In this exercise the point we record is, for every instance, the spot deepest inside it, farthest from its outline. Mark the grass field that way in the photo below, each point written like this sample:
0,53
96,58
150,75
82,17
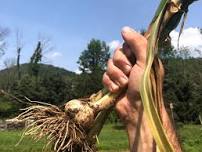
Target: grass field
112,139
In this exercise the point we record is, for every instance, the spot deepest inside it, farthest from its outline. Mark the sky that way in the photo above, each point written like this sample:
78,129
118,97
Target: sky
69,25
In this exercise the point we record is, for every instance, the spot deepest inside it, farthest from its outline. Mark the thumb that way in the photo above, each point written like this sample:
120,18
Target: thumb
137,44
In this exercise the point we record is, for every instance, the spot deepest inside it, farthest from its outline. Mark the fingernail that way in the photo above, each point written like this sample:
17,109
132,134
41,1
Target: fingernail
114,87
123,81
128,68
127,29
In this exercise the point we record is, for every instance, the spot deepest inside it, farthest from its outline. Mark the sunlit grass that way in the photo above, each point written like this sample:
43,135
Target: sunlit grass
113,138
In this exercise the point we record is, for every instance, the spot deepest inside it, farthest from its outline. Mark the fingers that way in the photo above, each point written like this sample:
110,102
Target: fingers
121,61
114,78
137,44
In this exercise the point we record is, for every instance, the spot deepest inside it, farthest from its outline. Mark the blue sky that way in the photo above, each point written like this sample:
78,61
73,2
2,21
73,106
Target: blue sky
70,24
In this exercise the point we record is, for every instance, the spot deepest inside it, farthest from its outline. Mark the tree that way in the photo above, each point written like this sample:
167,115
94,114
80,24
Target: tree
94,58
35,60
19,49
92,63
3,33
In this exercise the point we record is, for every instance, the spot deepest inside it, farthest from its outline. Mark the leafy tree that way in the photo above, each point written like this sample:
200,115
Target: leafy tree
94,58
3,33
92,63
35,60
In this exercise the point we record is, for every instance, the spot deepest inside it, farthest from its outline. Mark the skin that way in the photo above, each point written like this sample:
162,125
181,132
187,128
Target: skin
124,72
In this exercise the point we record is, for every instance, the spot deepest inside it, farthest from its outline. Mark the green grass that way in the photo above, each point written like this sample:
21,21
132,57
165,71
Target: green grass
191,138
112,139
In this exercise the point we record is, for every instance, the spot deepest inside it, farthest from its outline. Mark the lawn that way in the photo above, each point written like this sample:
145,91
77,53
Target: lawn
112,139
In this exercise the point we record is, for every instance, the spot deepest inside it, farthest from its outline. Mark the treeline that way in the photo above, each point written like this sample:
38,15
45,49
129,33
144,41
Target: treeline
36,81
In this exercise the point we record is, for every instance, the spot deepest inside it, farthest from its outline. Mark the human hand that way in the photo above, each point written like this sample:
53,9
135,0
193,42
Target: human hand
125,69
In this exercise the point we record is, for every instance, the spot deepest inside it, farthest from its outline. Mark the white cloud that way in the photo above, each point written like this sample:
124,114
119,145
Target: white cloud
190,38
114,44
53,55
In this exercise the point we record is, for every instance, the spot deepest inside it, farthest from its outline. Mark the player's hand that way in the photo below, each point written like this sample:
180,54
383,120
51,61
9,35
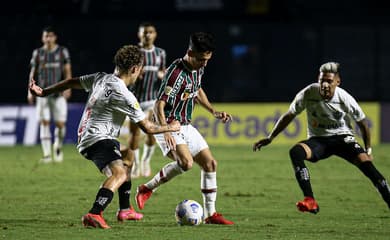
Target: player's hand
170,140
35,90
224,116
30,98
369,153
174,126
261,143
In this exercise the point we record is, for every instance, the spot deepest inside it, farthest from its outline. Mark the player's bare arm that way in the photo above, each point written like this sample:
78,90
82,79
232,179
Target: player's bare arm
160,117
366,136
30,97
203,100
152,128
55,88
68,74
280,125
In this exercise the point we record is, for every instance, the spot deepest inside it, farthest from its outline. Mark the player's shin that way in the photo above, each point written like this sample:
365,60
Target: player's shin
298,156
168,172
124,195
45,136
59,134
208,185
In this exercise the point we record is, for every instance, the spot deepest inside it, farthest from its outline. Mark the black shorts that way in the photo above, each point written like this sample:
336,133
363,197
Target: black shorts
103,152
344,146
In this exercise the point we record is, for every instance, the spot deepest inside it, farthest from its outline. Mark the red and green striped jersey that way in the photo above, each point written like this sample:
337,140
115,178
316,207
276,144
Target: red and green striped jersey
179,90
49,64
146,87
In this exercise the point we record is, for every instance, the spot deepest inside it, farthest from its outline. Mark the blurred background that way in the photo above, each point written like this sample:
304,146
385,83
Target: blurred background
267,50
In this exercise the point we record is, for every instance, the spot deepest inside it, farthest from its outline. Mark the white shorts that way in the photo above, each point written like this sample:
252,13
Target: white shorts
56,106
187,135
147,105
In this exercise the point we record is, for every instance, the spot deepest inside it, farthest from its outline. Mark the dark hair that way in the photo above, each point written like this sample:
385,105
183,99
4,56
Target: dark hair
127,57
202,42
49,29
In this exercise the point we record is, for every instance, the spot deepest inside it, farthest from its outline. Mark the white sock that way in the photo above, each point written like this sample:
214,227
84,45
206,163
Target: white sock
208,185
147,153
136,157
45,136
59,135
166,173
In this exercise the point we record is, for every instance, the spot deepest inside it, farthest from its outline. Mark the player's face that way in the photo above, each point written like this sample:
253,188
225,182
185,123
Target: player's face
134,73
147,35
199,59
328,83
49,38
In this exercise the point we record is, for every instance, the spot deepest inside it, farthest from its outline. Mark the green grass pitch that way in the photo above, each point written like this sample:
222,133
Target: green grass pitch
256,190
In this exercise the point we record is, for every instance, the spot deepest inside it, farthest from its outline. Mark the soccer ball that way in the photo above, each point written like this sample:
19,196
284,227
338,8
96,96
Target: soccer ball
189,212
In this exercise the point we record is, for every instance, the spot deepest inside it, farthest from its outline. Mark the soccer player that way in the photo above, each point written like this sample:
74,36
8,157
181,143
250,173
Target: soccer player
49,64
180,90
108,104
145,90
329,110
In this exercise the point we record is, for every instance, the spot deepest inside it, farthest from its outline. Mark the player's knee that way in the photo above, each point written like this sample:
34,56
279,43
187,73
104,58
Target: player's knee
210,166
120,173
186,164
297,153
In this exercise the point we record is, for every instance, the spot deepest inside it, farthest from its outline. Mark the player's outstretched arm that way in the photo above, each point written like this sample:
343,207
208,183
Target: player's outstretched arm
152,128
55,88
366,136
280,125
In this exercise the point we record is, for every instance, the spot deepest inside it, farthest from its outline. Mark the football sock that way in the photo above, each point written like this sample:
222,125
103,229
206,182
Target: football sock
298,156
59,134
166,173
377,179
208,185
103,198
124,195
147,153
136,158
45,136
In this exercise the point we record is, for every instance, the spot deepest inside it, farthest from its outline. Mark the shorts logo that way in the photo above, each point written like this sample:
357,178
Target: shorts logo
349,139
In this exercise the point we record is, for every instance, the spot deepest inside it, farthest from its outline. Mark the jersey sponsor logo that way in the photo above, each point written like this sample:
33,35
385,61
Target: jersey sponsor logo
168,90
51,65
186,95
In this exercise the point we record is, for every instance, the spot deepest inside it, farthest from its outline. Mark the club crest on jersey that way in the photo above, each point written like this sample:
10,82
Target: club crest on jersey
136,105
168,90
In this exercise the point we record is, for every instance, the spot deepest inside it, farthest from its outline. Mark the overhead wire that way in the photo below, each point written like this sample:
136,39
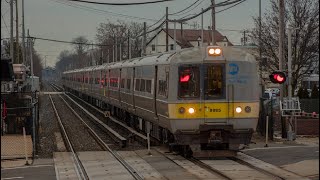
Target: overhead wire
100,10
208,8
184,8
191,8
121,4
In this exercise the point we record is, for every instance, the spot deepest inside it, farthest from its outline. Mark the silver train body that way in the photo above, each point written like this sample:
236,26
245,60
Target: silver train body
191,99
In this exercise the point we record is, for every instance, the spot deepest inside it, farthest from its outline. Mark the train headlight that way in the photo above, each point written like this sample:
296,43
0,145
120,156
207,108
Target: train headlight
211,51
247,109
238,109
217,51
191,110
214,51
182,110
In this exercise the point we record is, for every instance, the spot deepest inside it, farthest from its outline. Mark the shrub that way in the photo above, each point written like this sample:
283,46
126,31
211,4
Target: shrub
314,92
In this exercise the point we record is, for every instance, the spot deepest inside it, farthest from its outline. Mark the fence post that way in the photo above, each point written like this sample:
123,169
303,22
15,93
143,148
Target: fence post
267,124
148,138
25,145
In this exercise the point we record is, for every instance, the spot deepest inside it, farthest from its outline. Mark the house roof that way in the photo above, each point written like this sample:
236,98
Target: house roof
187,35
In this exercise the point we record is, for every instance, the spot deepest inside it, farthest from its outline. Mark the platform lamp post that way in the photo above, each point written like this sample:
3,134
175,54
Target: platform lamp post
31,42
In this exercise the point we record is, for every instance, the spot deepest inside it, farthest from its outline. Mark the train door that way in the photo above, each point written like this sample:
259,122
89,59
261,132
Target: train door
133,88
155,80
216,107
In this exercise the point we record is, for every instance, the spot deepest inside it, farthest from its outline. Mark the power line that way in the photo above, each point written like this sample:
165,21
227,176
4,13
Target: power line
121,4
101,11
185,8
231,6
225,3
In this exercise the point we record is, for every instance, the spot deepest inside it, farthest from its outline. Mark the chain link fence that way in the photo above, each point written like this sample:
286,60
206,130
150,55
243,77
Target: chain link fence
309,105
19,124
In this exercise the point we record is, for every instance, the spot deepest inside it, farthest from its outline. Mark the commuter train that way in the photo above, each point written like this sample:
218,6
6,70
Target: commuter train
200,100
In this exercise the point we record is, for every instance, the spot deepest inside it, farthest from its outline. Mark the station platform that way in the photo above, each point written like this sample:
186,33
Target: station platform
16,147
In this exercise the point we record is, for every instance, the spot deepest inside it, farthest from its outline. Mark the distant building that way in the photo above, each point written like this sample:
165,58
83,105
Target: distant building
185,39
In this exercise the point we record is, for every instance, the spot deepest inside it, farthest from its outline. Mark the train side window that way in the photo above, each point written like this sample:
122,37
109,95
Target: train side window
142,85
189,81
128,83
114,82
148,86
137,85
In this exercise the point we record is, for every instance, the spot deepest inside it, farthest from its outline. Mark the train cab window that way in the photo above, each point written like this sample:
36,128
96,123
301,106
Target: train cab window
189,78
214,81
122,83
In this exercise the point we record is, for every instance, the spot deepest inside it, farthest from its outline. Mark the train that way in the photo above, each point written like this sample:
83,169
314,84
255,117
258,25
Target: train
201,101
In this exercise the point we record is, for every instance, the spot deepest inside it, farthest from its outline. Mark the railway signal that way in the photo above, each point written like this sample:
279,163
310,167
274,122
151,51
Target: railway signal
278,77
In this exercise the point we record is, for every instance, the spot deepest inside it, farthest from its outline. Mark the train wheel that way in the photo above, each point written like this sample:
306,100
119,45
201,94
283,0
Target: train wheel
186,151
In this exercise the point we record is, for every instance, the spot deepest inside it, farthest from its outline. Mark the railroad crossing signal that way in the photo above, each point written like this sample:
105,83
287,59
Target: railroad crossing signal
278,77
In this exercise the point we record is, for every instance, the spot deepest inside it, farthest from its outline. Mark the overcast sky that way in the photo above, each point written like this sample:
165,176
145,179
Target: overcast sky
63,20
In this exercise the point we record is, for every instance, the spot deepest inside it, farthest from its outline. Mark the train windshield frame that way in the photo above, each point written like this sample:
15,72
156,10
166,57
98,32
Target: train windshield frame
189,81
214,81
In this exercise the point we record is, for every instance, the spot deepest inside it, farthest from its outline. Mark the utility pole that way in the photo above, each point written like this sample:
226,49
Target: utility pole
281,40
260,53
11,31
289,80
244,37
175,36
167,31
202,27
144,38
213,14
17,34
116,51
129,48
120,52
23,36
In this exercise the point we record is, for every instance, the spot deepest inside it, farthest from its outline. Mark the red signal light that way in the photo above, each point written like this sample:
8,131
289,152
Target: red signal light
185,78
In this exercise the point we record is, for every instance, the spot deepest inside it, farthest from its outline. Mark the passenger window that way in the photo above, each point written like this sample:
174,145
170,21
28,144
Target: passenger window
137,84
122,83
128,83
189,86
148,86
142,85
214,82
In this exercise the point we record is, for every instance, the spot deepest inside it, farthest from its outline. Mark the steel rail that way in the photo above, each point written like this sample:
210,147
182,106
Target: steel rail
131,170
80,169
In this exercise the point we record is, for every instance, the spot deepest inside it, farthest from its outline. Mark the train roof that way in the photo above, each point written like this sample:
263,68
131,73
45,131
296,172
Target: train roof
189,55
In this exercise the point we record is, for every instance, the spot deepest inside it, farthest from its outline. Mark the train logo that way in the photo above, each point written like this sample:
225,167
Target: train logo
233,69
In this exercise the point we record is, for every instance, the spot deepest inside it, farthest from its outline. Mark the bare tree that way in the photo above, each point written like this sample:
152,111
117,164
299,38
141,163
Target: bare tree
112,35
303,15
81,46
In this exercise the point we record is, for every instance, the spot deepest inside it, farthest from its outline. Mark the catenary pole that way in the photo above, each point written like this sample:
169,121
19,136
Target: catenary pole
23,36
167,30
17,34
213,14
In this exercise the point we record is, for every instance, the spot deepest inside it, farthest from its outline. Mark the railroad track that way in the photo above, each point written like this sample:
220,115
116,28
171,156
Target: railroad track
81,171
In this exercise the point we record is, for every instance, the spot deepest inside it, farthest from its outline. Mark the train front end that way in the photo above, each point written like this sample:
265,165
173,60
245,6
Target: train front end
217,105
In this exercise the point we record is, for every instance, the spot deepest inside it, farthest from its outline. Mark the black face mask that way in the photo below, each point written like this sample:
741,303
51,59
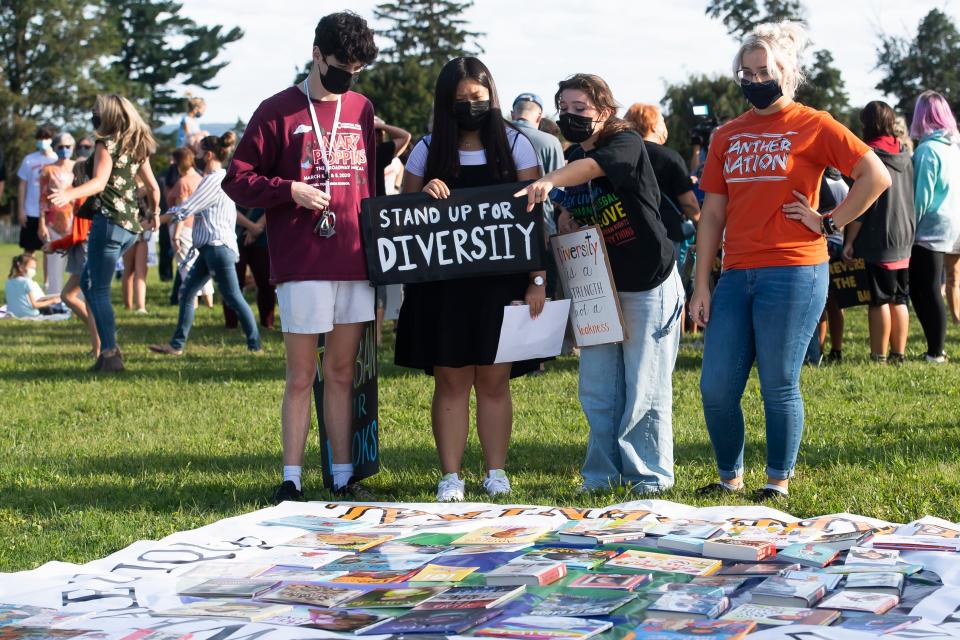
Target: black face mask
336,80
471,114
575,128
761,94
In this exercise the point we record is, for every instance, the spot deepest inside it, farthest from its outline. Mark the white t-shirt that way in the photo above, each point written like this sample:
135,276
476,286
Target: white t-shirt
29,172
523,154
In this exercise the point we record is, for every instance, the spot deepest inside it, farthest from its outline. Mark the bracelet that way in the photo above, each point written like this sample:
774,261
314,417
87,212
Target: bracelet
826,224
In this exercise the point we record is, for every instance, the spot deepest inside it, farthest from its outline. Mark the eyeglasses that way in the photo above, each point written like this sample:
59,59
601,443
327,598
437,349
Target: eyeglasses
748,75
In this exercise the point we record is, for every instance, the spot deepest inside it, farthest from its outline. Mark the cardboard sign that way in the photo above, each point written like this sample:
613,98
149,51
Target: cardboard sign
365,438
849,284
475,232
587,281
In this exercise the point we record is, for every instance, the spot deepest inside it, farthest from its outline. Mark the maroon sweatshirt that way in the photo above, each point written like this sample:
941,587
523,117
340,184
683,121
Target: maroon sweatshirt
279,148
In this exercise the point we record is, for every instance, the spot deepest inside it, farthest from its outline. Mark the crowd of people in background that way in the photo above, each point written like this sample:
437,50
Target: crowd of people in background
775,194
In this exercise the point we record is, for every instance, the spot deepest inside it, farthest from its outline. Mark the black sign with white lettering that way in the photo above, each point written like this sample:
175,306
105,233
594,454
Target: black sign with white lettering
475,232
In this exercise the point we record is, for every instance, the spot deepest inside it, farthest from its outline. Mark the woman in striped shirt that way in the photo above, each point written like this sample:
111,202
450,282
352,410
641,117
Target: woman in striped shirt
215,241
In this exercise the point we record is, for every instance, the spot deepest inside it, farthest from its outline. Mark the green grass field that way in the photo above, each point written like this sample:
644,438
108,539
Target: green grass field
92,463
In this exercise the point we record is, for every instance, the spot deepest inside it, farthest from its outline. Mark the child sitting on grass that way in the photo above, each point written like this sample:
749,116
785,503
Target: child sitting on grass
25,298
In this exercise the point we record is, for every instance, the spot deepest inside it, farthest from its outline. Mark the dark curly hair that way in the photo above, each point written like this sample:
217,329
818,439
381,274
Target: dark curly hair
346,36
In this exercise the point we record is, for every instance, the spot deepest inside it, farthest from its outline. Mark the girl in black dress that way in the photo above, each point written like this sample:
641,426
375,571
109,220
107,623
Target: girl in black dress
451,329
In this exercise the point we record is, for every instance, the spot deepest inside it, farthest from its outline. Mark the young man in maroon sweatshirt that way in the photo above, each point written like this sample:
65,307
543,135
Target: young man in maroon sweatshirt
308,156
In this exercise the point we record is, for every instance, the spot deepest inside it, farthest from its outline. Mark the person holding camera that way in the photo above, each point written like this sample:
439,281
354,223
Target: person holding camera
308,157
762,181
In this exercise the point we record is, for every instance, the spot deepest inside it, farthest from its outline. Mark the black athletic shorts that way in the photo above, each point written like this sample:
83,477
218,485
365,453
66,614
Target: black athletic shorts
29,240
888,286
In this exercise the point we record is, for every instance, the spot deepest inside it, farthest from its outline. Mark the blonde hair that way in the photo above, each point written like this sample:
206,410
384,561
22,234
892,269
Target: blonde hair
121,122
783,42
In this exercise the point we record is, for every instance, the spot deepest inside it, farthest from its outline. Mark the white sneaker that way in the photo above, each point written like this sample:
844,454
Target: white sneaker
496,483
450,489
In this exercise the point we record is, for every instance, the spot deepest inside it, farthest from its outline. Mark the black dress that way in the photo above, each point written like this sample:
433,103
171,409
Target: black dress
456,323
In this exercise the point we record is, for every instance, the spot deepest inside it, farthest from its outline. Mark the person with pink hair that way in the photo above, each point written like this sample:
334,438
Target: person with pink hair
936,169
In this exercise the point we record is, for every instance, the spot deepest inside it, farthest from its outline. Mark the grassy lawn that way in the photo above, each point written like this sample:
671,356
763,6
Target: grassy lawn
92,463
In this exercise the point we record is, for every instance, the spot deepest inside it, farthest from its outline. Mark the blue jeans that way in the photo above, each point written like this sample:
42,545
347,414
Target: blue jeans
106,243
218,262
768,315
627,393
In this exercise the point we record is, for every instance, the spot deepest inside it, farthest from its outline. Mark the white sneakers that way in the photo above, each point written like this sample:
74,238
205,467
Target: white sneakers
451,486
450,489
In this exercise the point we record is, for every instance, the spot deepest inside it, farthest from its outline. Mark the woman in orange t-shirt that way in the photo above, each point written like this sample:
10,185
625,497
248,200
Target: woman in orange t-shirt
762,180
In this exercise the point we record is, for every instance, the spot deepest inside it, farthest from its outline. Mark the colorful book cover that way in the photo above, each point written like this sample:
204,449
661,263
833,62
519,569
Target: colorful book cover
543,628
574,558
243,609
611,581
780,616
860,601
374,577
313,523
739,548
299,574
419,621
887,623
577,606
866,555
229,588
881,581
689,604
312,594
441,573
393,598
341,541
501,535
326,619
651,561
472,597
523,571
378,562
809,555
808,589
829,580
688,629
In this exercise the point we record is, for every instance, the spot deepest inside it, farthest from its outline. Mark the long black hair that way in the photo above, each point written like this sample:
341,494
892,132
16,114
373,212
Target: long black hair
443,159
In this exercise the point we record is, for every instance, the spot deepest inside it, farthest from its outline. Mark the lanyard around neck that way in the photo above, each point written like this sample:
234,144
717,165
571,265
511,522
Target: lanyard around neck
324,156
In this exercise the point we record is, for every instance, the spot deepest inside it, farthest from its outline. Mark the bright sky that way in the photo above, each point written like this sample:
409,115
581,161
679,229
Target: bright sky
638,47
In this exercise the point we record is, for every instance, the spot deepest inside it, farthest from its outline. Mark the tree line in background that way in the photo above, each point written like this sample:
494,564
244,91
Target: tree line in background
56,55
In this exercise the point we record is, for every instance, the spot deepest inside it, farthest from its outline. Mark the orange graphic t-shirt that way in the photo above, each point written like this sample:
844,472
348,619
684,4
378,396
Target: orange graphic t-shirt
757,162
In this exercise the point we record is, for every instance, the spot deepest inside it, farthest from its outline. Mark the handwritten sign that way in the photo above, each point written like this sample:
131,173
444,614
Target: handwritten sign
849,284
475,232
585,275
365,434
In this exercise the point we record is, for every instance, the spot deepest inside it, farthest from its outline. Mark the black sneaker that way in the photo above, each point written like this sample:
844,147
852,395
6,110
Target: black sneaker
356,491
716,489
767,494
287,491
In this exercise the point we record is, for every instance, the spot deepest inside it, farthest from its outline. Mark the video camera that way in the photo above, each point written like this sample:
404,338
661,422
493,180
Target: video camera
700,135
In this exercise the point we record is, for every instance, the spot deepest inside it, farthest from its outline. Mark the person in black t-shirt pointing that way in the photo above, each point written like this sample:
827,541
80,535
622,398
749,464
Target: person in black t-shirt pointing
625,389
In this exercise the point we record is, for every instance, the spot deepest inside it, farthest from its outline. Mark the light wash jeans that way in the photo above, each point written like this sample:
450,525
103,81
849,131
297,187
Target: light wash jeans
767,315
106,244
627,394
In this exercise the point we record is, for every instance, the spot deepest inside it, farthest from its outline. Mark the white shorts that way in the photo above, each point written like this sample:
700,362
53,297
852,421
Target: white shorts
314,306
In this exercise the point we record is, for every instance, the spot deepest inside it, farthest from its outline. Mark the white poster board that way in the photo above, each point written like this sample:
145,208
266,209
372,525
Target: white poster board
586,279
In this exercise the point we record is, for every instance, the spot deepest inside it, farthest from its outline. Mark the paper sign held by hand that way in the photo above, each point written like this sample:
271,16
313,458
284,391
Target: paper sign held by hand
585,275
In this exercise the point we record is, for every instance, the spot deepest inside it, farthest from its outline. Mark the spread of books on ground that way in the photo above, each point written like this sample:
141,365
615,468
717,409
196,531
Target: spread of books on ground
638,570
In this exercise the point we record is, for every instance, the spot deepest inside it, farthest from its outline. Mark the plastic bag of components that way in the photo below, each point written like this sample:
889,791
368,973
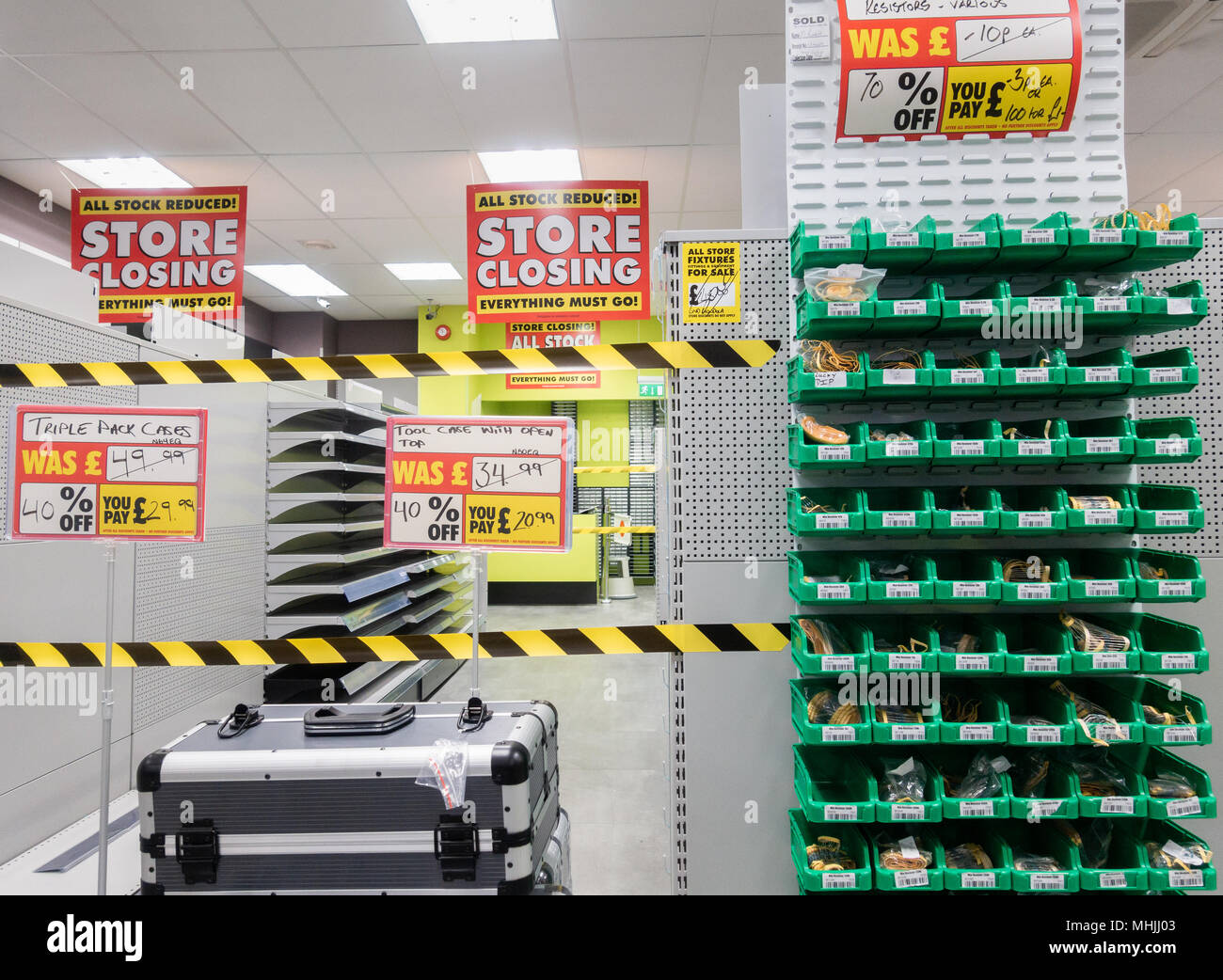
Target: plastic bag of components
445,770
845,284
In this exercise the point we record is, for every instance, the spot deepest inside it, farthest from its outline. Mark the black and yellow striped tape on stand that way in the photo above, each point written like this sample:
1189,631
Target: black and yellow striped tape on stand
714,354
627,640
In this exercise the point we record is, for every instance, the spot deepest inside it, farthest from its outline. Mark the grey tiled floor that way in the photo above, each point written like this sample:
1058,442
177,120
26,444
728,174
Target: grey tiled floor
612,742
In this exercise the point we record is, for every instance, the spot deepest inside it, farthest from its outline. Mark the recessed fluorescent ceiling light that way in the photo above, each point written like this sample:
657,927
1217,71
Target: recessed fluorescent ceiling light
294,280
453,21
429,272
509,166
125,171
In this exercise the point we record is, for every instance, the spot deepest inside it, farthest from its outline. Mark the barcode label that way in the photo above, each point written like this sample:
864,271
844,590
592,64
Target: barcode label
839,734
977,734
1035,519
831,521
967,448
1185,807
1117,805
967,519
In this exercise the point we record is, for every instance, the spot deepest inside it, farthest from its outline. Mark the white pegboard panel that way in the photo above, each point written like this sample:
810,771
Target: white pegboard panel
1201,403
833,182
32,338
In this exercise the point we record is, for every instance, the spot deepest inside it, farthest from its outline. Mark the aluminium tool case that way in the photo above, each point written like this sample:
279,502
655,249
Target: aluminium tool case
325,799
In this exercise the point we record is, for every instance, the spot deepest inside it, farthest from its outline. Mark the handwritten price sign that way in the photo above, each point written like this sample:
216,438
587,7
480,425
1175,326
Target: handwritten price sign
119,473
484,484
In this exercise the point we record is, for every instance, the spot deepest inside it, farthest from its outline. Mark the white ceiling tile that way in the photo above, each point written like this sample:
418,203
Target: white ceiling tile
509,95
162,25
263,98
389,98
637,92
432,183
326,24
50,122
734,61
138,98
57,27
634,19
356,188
▬▬▬
*EXERCISE AIM:* Copy out the material word for word, starting at the line that contains "the person holding" and ending at the line that contains "Target: person holding camera", with both of those lines included.

*CORRECT RESULT:*
In this exercise the point we record is, for every instance, the spot deepest inside it, farthest from its outline. Mark the person holding camera that way in the photo above, each point written like this sample:
439,281
354,223
Target: person holding camera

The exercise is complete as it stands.